:: DESCRIPTION DU PROBLÈME ::
Pouvez-vous recopier mot pour mot le passage du texte sur l'enquête visant Ferrero qui commence aux mots « Les services de » et s'arrête après « membres de l'UE. » ?

:: EXTRAIT À LIRE ::
Les services de la Commission européenne mènent des perquisitions inopinées dans les bureaux de Ferrero, propriétaire de Nutella et Kinder, dans le cadre d'une enquête sur d'éventuelles pratiques anticoncurrentielles restreignant le commerce entre les États membres de l'UE.
« Ferrero a connaissance que des inspections sur place sont actuellement en cours dans ses bureaux par des agents de la Commission européenne », a déclaré mercredi un porte-parole de l'entreprise, confirmant qu'elle fournissait toutes les informations demandées.
La division de la concurrence de l'UE enquête sur une potentielle segmentation du marché, où une entreprise pourrait entraver le commerce transfrontalier de ses produits. Cette action fait suite à un précédent récent où la Commission a infligé une amende de 337,5 millions d'euros (398,2 millions de dollars) à Mondelez International en 2024 pour avoir restreint illégalement le commerce de chocolat, de biscuits et de café.
L'enquête sur Ferrero signale un durcissement réglementaire plus large contre les stratégies de prix des entreprises de biens de consommation au sein du marché unique de l'UE. Une amende significative, pouvant se chiffrer en centaines de millions d'euros sur la base du cas Mondelez, pourrait impacter la situation financière de Ferrero et forcer une réévaluation des modèles de distribution dans l'ensemble du secteur.

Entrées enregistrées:
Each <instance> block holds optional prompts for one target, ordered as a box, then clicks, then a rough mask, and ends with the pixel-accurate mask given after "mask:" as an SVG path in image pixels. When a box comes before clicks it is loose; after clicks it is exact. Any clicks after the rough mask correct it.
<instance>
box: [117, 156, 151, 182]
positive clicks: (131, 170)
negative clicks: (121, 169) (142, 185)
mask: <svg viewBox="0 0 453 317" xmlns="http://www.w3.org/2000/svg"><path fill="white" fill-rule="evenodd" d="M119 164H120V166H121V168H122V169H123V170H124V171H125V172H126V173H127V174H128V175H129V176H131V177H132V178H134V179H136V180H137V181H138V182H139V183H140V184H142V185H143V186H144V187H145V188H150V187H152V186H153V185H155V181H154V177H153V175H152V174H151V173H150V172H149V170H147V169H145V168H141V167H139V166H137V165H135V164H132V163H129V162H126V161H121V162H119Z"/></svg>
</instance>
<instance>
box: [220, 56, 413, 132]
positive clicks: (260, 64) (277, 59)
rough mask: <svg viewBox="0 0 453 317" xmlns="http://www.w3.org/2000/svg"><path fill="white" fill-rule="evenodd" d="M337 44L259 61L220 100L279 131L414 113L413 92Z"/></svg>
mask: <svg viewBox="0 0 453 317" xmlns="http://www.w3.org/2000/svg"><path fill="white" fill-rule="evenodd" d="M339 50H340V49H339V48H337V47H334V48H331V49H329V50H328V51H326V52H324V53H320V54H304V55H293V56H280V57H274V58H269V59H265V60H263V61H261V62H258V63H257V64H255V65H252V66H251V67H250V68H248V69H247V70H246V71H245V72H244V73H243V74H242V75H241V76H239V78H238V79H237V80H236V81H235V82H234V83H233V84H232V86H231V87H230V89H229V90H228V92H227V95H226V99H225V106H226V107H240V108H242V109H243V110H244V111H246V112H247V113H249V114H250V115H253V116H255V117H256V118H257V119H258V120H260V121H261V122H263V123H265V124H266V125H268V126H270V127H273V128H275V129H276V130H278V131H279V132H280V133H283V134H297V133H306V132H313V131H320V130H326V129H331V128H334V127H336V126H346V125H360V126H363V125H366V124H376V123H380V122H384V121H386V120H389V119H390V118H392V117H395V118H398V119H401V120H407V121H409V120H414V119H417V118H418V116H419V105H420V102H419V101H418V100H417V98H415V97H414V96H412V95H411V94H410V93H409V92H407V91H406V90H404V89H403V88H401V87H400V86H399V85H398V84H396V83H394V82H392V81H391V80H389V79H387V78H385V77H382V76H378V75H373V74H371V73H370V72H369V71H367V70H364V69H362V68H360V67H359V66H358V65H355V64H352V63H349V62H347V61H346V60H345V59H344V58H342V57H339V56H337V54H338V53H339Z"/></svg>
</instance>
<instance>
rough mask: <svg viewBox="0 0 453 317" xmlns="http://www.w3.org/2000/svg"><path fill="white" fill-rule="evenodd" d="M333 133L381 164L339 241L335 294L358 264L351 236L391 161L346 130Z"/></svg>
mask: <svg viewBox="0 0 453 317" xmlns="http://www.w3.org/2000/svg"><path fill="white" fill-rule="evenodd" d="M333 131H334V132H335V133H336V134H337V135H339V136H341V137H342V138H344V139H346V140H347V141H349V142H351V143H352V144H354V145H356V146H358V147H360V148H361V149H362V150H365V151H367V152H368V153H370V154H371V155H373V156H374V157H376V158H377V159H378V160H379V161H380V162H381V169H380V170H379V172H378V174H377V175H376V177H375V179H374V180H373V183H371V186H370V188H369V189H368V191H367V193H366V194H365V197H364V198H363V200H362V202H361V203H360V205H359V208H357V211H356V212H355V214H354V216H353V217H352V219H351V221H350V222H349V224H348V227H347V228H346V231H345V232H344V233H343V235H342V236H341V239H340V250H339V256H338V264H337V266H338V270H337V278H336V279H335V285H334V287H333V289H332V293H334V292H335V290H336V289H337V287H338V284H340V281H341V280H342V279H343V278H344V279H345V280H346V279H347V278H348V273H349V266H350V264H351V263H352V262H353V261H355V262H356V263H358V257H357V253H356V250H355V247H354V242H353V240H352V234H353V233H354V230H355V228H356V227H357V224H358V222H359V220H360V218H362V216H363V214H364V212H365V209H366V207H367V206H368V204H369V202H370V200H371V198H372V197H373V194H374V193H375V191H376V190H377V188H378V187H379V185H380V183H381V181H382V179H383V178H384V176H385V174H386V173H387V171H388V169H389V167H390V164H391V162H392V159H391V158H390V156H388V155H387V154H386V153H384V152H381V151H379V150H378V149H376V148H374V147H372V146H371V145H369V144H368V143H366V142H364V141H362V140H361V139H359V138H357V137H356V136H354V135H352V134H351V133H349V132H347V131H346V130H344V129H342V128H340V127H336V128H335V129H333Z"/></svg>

:: ESPACE DE RÉPONSE ::
Les services de la Commission européenne mènent des perquisitions inopinées dans les bureaux de Ferrero, propriétaire de Nutella et Kinder, dans le cadre d'une enquête sur d'éventuelles pratiques anticoncurrentielles restreignant le commerce entre les États membres de l'UE.